-- Task instructions --
Gather every line from the rows below that contains the word "blurred". Case matters, so skip any line where the word appears with different capitalization.

### Supplied material

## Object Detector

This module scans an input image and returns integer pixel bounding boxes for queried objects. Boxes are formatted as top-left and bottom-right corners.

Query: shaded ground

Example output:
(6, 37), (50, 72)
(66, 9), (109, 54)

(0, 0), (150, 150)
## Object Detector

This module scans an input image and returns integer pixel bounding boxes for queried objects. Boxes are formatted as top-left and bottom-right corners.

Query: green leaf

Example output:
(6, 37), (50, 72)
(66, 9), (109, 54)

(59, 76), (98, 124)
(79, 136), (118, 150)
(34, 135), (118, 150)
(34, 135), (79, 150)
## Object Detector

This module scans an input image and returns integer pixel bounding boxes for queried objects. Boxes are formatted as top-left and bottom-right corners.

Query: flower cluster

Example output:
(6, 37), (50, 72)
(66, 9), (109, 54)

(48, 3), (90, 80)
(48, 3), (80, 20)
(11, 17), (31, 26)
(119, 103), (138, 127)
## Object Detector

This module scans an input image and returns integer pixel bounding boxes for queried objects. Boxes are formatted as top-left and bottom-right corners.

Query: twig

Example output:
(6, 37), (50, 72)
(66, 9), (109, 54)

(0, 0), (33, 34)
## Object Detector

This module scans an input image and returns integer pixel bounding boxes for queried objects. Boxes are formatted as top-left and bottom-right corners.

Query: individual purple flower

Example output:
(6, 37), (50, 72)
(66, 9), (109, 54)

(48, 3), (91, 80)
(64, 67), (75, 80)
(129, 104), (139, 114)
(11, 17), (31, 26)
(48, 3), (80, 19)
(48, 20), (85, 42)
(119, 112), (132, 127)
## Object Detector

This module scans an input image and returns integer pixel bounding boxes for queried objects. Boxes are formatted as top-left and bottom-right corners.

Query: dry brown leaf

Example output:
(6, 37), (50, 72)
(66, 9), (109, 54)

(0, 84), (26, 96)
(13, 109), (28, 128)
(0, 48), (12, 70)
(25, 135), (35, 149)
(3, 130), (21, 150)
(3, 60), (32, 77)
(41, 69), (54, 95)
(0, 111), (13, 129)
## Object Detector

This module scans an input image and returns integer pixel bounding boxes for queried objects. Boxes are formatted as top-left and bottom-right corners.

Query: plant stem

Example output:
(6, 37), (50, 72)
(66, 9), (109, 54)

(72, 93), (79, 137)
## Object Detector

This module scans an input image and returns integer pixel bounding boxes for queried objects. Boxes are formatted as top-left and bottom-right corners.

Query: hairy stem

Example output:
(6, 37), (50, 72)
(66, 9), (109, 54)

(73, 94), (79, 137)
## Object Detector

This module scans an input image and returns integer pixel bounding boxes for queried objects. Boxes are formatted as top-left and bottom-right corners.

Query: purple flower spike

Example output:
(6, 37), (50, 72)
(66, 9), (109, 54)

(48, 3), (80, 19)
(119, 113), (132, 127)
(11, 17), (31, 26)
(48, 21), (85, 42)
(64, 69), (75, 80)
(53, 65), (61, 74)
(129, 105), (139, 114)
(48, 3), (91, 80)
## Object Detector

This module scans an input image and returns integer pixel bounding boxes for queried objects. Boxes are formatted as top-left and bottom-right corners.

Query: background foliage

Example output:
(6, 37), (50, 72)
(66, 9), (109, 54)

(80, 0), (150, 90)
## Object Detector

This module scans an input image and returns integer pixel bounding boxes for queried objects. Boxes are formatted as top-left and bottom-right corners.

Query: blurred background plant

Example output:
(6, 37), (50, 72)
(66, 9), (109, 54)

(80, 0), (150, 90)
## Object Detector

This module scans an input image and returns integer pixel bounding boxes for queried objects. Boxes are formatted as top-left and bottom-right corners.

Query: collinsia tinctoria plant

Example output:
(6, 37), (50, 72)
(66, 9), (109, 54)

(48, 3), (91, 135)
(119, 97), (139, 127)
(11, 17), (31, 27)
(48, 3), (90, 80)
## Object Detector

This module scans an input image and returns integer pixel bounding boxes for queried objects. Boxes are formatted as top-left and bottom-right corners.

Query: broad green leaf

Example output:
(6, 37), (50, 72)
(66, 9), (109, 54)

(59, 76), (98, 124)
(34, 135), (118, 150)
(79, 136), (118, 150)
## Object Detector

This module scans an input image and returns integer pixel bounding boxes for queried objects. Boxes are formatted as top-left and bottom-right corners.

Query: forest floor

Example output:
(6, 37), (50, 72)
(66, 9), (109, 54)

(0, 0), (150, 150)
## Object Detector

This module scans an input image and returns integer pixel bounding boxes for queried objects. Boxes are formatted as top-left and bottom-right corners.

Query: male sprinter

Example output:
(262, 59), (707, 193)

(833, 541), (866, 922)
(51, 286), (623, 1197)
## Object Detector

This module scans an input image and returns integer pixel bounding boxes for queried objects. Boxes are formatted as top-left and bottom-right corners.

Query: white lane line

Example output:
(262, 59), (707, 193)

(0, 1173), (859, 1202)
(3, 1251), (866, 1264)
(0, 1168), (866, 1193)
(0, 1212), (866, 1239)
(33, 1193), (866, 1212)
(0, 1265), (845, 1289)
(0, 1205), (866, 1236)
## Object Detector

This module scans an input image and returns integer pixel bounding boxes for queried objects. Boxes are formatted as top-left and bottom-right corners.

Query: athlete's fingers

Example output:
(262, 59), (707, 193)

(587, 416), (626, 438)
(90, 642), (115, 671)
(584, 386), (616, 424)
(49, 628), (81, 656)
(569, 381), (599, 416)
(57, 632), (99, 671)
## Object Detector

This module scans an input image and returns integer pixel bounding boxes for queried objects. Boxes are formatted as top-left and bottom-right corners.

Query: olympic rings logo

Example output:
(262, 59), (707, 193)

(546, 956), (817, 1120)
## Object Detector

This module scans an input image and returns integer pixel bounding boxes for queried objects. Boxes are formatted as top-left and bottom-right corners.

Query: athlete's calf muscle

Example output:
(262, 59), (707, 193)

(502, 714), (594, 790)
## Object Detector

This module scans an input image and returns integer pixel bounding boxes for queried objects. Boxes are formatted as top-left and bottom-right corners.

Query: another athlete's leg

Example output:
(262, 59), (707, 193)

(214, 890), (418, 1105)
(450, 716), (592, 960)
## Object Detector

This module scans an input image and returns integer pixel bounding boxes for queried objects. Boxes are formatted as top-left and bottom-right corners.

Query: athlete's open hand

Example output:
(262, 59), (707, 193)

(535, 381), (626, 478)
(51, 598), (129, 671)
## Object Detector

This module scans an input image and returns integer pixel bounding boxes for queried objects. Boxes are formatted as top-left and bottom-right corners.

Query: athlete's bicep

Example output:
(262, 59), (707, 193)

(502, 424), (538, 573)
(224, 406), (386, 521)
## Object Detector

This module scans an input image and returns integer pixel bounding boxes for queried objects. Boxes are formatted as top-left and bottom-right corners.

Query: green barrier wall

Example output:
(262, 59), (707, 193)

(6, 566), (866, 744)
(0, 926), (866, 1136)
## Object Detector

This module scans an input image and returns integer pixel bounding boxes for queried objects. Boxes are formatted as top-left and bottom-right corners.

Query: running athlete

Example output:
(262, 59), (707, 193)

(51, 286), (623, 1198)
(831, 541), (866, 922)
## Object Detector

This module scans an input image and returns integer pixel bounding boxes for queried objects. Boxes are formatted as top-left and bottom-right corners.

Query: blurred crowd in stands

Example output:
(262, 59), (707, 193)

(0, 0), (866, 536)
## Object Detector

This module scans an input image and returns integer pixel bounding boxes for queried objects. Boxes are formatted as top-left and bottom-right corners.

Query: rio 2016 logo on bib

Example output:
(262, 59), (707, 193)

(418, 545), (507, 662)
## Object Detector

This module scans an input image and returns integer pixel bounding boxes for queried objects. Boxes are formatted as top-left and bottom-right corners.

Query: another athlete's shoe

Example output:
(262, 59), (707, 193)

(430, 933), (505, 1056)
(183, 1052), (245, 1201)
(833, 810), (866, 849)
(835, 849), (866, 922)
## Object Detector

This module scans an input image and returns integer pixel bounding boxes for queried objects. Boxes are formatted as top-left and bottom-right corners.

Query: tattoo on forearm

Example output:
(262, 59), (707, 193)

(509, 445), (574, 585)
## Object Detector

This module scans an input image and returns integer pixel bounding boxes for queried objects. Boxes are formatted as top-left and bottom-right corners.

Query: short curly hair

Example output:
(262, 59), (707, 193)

######

-- Task solution --
Query: blurred background plant
Query: blurred crowd in stands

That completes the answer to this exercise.